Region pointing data
□ □ □ □

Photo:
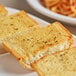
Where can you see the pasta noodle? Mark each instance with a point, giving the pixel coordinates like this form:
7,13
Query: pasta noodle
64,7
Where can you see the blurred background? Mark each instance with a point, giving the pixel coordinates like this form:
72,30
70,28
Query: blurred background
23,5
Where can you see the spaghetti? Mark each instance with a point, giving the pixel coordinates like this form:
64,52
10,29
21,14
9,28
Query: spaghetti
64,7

□ □ □ □

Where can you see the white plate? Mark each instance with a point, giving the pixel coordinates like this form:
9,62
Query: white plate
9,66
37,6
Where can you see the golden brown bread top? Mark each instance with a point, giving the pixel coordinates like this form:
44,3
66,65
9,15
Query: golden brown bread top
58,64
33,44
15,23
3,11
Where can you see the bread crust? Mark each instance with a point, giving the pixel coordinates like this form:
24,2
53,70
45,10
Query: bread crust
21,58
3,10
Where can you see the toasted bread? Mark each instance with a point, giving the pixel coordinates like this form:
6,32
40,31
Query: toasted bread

□ □ □ □

> **What to produce**: Where does "giving" appear in the records above? Copy each line that holds it.

> **Solution for this task**:
Where can you see the pasta noodle? Mark each instance with a point, giving the pixel coordinates like this form:
Where can you see the blurred background? Mark each instance with a point, giving the pixel coordinates like this form:
Where can you see the spaghetti? Mark each instance with a point, giving the pixel coordinates like this form:
Where can you see the white plate? Mark each instance with a point, giving the pixel coordinates like this form:
Where can you see the golden brown bread top? Mark each instance with a point, giving the pixel coordinates like this form:
Where can you see the bread crust? Mark each instance with a point, giving the pixel coordinates like this form:
Where can you see the toasted bread? Mark each instance with a point, giving the pixel coordinates like this form:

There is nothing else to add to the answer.